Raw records
:::::

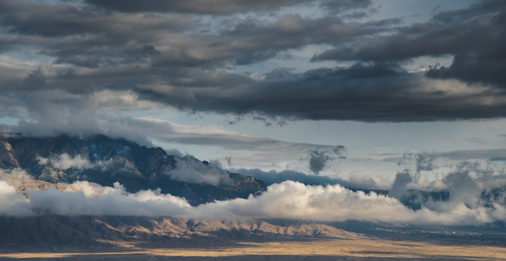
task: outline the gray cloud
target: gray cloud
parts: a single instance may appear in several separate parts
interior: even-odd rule
[[[275,12],[264,19],[267,15],[259,10],[299,2],[259,2],[251,7],[229,2],[220,10],[216,5],[151,2],[121,7],[102,1],[2,2],[0,26],[6,33],[0,51],[11,56],[27,49],[36,58],[0,63],[0,116],[46,121],[53,114],[40,109],[49,106],[67,114],[53,118],[62,119],[52,124],[58,126],[78,118],[70,115],[89,115],[91,105],[97,111],[120,112],[149,103],[238,119],[252,115],[268,125],[303,119],[400,122],[505,116],[499,73],[504,63],[497,60],[504,38],[501,2],[479,2],[400,27],[399,19],[357,22],[328,14],[311,18]],[[352,13],[372,6],[369,1],[319,5]],[[244,9],[258,17],[199,15]],[[159,12],[145,13],[155,9]],[[485,44],[489,42],[494,43]],[[276,68],[264,75],[227,67],[284,59],[294,50],[322,45],[334,48],[314,60],[363,63],[304,72]],[[429,78],[402,69],[401,64],[412,58],[445,55],[455,56],[453,64],[433,68]],[[468,63],[473,56],[476,64]],[[453,78],[481,83],[449,79]],[[104,92],[130,92],[133,102],[90,103],[96,98],[92,96]]]
[[[172,216],[201,220],[274,218],[339,221],[352,219],[446,225],[481,223],[476,216],[437,213],[427,209],[414,212],[395,198],[374,192],[366,194],[361,191],[353,192],[339,185],[306,186],[285,181],[273,184],[265,192],[247,199],[219,201],[195,207],[183,199],[161,194],[157,190],[128,193],[117,183],[114,187],[87,182],[61,186],[64,188],[63,191],[50,188],[44,191],[28,190],[24,194],[18,194],[13,186],[0,180],[0,214]],[[340,211],[335,211],[336,209]]]
[[[309,150],[308,151],[309,169],[315,174],[318,175],[327,166],[329,162],[336,159],[341,160],[346,159],[346,156],[343,155],[346,152],[346,148],[342,145],[336,146],[330,150]]]

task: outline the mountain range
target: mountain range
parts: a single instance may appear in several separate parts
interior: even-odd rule
[[[112,187],[117,182],[130,192],[160,189],[193,205],[245,198],[267,187],[262,181],[225,171],[215,163],[168,155],[159,147],[123,138],[5,136],[0,138],[0,168],[21,168],[35,179],[53,184],[87,181]]]

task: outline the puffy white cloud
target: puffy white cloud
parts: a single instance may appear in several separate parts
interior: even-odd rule
[[[54,215],[177,216],[196,219],[286,218],[316,221],[347,220],[400,222],[414,224],[472,225],[503,220],[503,206],[464,204],[437,210],[410,210],[395,198],[354,192],[340,185],[306,185],[287,181],[269,186],[262,194],[248,198],[217,201],[192,206],[184,198],[159,190],[129,193],[118,183],[104,187],[87,181],[60,184],[64,189],[27,190],[16,193],[0,180],[0,215],[26,216]],[[449,203],[446,205],[450,205]]]
[[[222,169],[218,162],[212,161],[204,164],[191,156],[187,156],[178,161],[176,166],[175,169],[165,173],[173,179],[214,186],[233,182],[228,173]]]

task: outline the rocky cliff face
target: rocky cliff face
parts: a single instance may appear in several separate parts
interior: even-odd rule
[[[54,184],[86,180],[112,186],[119,182],[129,192],[160,188],[192,205],[245,198],[266,187],[251,177],[209,165],[189,156],[167,155],[160,147],[103,135],[0,138],[0,168],[20,168],[36,179]]]
[[[19,167],[19,162],[12,146],[8,142],[0,141],[0,168]]]

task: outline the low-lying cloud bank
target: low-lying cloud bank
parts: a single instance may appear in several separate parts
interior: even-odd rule
[[[4,176],[10,174],[4,173]],[[448,178],[449,179],[450,178]],[[26,182],[28,181],[26,180]],[[433,202],[410,209],[392,196],[354,192],[340,185],[307,185],[286,181],[247,199],[236,198],[191,206],[184,198],[159,190],[128,193],[120,184],[103,187],[86,181],[63,185],[63,191],[26,190],[0,180],[0,215],[54,215],[184,217],[197,219],[286,218],[316,221],[347,220],[403,222],[419,225],[480,225],[506,221],[500,200],[468,205],[466,197],[456,201]]]

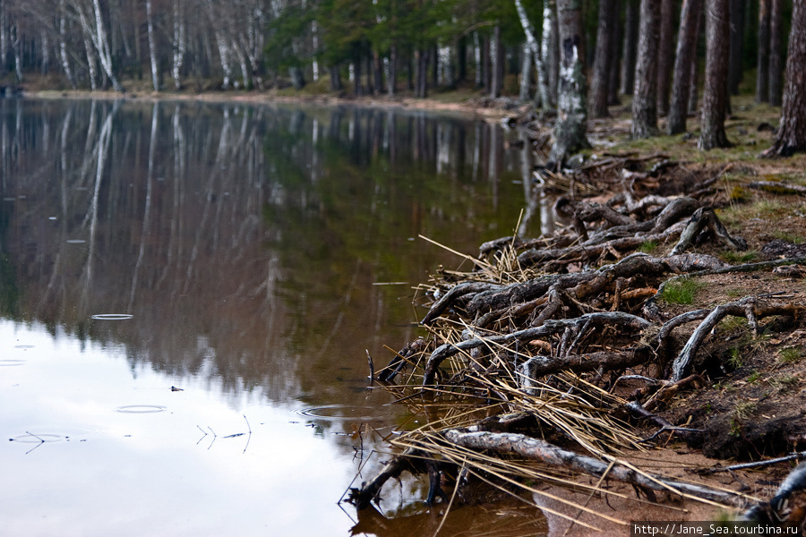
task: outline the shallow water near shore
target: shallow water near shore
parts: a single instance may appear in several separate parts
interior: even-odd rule
[[[473,253],[521,210],[539,234],[519,141],[423,112],[0,99],[0,533],[433,533],[422,482],[339,504],[421,419],[367,389],[367,353],[420,335],[413,287],[460,261],[420,235]],[[543,524],[463,508],[441,534],[493,523]]]

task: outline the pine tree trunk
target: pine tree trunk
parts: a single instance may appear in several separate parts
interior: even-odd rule
[[[731,2],[731,54],[728,68],[728,90],[731,95],[739,95],[739,85],[744,74],[742,69],[742,45],[744,44],[744,19],[747,0]]]
[[[608,117],[610,115],[607,104],[610,98],[610,71],[613,67],[610,40],[613,37],[613,26],[615,23],[614,7],[614,0],[599,0],[596,57],[590,82],[590,93],[588,94],[591,117]]]
[[[632,138],[657,135],[657,47],[660,11],[655,0],[641,0],[641,24],[635,90],[632,96]]]
[[[759,0],[759,52],[756,62],[756,102],[769,101],[769,0]]]
[[[783,0],[772,0],[769,10],[769,104],[781,106],[781,49],[784,42],[784,21],[781,14]]]
[[[632,95],[635,89],[635,63],[640,23],[639,1],[627,0],[627,13],[624,15],[624,63],[622,64],[622,93],[624,95]]]
[[[541,95],[547,96],[543,109],[550,110],[557,106],[557,91],[560,88],[560,30],[557,21],[556,0],[543,2],[543,38],[540,53],[543,55],[543,72],[540,78],[545,87]]]
[[[730,0],[706,2],[706,75],[699,122],[700,149],[731,147],[725,132],[730,62]]]
[[[607,52],[610,55],[610,81],[608,83],[608,98],[607,104],[611,107],[616,107],[622,104],[621,99],[619,99],[619,88],[622,83],[622,70],[619,68],[619,61],[621,56],[619,55],[620,45],[622,41],[622,0],[613,0],[613,23],[611,25],[611,34],[610,34],[610,50]]]
[[[762,157],[806,151],[806,4],[796,0],[786,53],[786,87],[776,142]]]
[[[342,89],[339,65],[330,65],[330,91],[341,91]]]
[[[582,47],[581,0],[558,0],[560,82],[557,122],[549,164],[560,166],[572,152],[587,147],[587,128],[585,50]],[[550,166],[550,167],[552,167]]]
[[[661,4],[660,43],[657,48],[657,114],[669,113],[669,89],[672,85],[672,52],[674,33],[674,1],[663,0]]]
[[[689,98],[691,90],[691,64],[697,62],[697,30],[702,17],[702,0],[683,0],[680,9],[680,31],[674,56],[674,79],[669,107],[669,134],[686,132]]]

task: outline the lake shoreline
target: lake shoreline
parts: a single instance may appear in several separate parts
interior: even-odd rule
[[[476,119],[498,122],[507,117],[519,116],[529,111],[528,103],[507,98],[493,99],[473,98],[462,101],[449,102],[433,98],[414,98],[410,97],[349,96],[339,97],[331,94],[319,95],[280,95],[276,91],[203,91],[197,93],[174,93],[167,91],[118,93],[112,90],[44,90],[23,91],[23,98],[99,98],[142,101],[197,101],[210,103],[300,104],[324,107],[358,106],[375,108],[412,109],[440,113],[470,114]]]

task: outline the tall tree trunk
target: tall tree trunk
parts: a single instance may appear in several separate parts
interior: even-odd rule
[[[793,4],[792,30],[786,53],[786,87],[781,124],[771,148],[762,157],[788,157],[806,151],[806,4]]]
[[[550,165],[561,166],[568,156],[587,147],[585,49],[581,0],[558,0],[560,29],[560,82],[557,122],[549,154]],[[551,166],[550,166],[551,167]]]
[[[341,91],[343,88],[339,65],[330,65],[330,91]]]
[[[632,95],[635,89],[635,63],[640,23],[639,2],[639,0],[627,0],[627,13],[624,15],[624,62],[622,64],[622,93],[624,95]]]
[[[539,96],[537,98],[540,100],[541,106],[545,107],[551,101],[551,97],[548,92],[545,64],[540,55],[540,45],[537,43],[537,38],[535,37],[535,30],[532,27],[529,18],[527,16],[526,10],[523,8],[523,4],[520,0],[515,0],[515,9],[518,11],[518,17],[520,19],[520,26],[523,28],[523,32],[526,34],[527,38],[526,47],[524,47],[524,69],[521,70],[523,73],[521,74],[520,98],[521,100],[527,100],[528,98],[528,97],[524,97],[524,84],[527,83],[531,77],[528,76],[525,69],[527,68],[528,72],[531,72],[531,63],[534,62],[537,73],[537,95]],[[528,55],[528,65],[527,64],[527,55]],[[527,90],[526,90],[526,93],[528,93]]]
[[[395,95],[398,92],[398,46],[392,45],[389,49],[389,73],[386,75],[386,92]]]
[[[560,84],[560,30],[557,21],[556,0],[543,1],[543,38],[540,53],[541,73],[539,79],[544,87],[541,88],[543,109],[548,110],[557,106],[557,91]]]
[[[674,33],[673,0],[663,0],[661,3],[660,43],[657,47],[657,114],[666,115],[669,113],[669,89],[672,85],[672,52],[673,34]]]
[[[622,33],[621,14],[622,0],[613,0],[613,23],[611,25],[610,50],[607,52],[607,54],[610,55],[611,61],[610,81],[608,83],[609,89],[607,91],[609,97],[607,98],[607,104],[611,107],[615,107],[622,104],[622,101],[619,99],[619,88],[622,83],[622,70],[619,67],[619,61],[621,59],[619,47],[621,46]]]
[[[756,56],[756,102],[769,101],[769,0],[759,0],[759,52]]]
[[[739,85],[744,74],[742,69],[742,45],[744,44],[744,19],[747,0],[730,0],[731,5],[731,53],[728,67],[728,91],[739,95]]]
[[[492,61],[492,79],[490,81],[490,97],[501,97],[503,88],[503,47],[501,43],[501,26],[496,24],[493,29],[493,39],[490,42],[490,58]]]
[[[706,2],[706,74],[699,121],[700,149],[731,147],[725,132],[730,61],[730,0]]]
[[[532,86],[532,48],[528,43],[524,42],[520,56],[520,90],[519,91],[518,98],[521,102],[526,102],[531,97],[529,90]]]
[[[70,82],[70,87],[75,90],[78,84],[73,72],[73,67],[70,65],[70,57],[67,55],[67,17],[64,0],[59,0],[59,59],[62,61],[62,69],[64,71],[67,81]]]
[[[691,90],[691,65],[697,63],[697,30],[702,17],[702,0],[683,0],[680,10],[680,31],[674,56],[674,79],[669,107],[669,134],[686,132],[689,98]]]
[[[182,90],[182,64],[184,61],[186,42],[184,38],[184,13],[180,9],[179,0],[174,0],[174,33],[172,39],[173,54],[171,55],[171,76],[174,88]]]
[[[596,57],[588,94],[588,110],[591,117],[608,117],[610,115],[607,104],[610,98],[610,71],[613,66],[610,40],[613,37],[613,26],[615,23],[614,4],[614,0],[599,0]]]
[[[151,63],[151,84],[154,91],[159,91],[159,67],[157,62],[157,43],[154,36],[154,15],[151,0],[146,0],[146,26],[149,33],[149,58]]]
[[[660,12],[655,0],[641,0],[641,25],[635,90],[632,96],[632,138],[657,134],[657,45]]]
[[[769,104],[781,106],[781,48],[784,42],[784,29],[781,14],[783,0],[772,0],[769,10]]]

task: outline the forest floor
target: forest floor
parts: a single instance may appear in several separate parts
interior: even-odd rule
[[[27,94],[53,98],[100,97],[99,93],[74,91],[30,90]],[[114,93],[103,95],[112,98],[120,97]],[[529,124],[528,128],[533,129],[538,141],[535,148],[538,154],[545,149],[543,146],[548,132],[546,125],[529,115],[528,106],[520,106],[513,99],[484,98],[468,91],[433,93],[432,98],[414,99],[408,97],[349,98],[330,94],[296,94],[287,90],[155,93],[143,89],[131,90],[125,98],[355,104],[459,112],[491,121],[510,118],[512,123]],[[569,186],[562,178],[556,177],[553,186],[560,195],[575,202],[605,205],[619,195],[620,189],[628,188],[637,199],[646,196],[673,199],[692,195],[692,188],[708,177],[716,177],[716,181],[709,183],[709,192],[698,198],[699,204],[713,209],[727,232],[732,236],[742,237],[747,248],[735,251],[722,243],[704,240],[695,243],[686,250],[687,252],[713,256],[733,266],[806,258],[806,196],[803,195],[806,156],[778,159],[758,157],[774,140],[774,130],[780,120],[779,108],[756,105],[750,96],[734,98],[733,113],[725,124],[728,139],[734,146],[705,152],[697,149],[695,117],[689,118],[690,134],[631,141],[629,136],[629,102],[613,107],[612,114],[611,118],[589,122],[588,138],[592,148],[582,153],[584,164],[581,167],[570,174],[578,176],[576,187],[573,181]],[[660,124],[663,129],[665,121],[661,119]],[[610,163],[614,160],[623,166],[613,168]],[[630,166],[625,164],[628,161],[631,163]],[[647,166],[641,163],[647,163]],[[650,167],[650,164],[656,166]],[[615,171],[615,179],[612,174],[609,178],[604,177],[607,170]],[[581,180],[579,174],[586,175],[587,180]],[[759,186],[759,182],[769,184]],[[802,190],[787,190],[776,185],[778,182]],[[596,225],[595,221],[588,222]],[[591,228],[591,232],[595,230],[595,227]],[[664,256],[674,245],[674,241],[676,238],[647,240],[633,250],[650,256]],[[611,251],[611,253],[615,256],[608,258],[605,253],[587,263],[576,266],[555,263],[553,268],[559,268],[560,272],[573,273],[601,267],[604,262],[615,262],[630,252]],[[691,371],[699,375],[699,379],[687,385],[681,384],[669,393],[665,392],[663,397],[649,397],[653,405],[651,413],[655,416],[673,426],[684,427],[697,433],[663,432],[653,443],[647,444],[650,447],[648,451],[631,452],[623,459],[636,465],[643,461],[646,463],[644,467],[657,475],[685,479],[716,489],[739,491],[758,500],[769,500],[797,458],[759,468],[720,471],[710,475],[702,471],[806,449],[806,324],[801,315],[806,306],[804,277],[806,272],[803,271],[781,272],[771,267],[748,271],[691,272],[684,278],[685,286],[681,286],[687,287],[685,296],[658,293],[656,319],[662,320],[661,322],[689,311],[714,311],[718,305],[741,303],[748,297],[785,302],[795,313],[769,315],[758,320],[750,315],[747,319],[727,315],[715,325],[692,363]],[[630,277],[628,279],[640,278]],[[662,279],[656,279],[640,285],[659,288],[662,284]],[[443,293],[450,287],[444,282],[433,286],[442,288]],[[611,310],[608,300],[614,300],[612,290],[595,297],[588,304],[596,311]],[[646,296],[641,302],[628,304],[624,311],[640,314],[645,302]],[[666,344],[671,354],[677,354],[684,346],[697,326],[697,322],[690,322],[676,328]],[[439,336],[436,338],[439,339]],[[556,342],[546,339],[536,343],[540,347]],[[606,349],[606,344],[603,344],[602,348]],[[433,349],[431,346],[427,352],[420,353],[424,357]],[[613,396],[622,397],[624,401],[636,400],[635,394],[646,388],[646,378],[664,379],[662,370],[663,364],[657,363],[653,367],[622,368],[619,374],[624,375],[625,371],[636,374],[631,375],[632,379],[617,383],[618,387],[613,383],[613,374],[608,386],[604,386],[606,383],[601,375],[599,380]],[[664,389],[655,393],[659,392]],[[638,397],[637,400],[641,399]],[[643,400],[646,402],[647,398]],[[639,437],[650,437],[658,431],[656,421],[634,420],[629,416],[624,420],[630,421],[632,430]],[[588,478],[587,484],[595,483],[595,479]],[[452,485],[446,488],[449,495],[452,488]],[[631,489],[627,485],[613,485],[611,490],[627,493]],[[591,501],[588,491],[573,487],[562,487],[559,492],[557,487],[553,487],[552,491],[556,495],[553,499],[540,495],[535,498],[542,498],[543,505],[554,511],[572,511],[562,503],[562,500],[580,505],[587,504],[586,499]],[[634,498],[603,495],[587,505],[594,510],[626,520],[711,520],[720,511],[713,505],[681,501],[672,493],[649,504],[637,501]],[[576,512],[577,516],[580,514],[581,511]],[[604,529],[605,533],[626,534],[623,527],[590,514],[584,514],[579,519]],[[562,517],[550,516],[550,526],[554,524],[550,528],[550,533],[562,534],[565,527],[561,524],[562,522]],[[587,530],[577,525],[572,532],[587,534]]]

:::::

-- EXERCISE DESCRIPTION --
List every line in the records above that contains the string "rocky", matching case exactly.

-- RESULT OF THIS TASK --
task: outline the rocky cliff face
target: rocky cliff face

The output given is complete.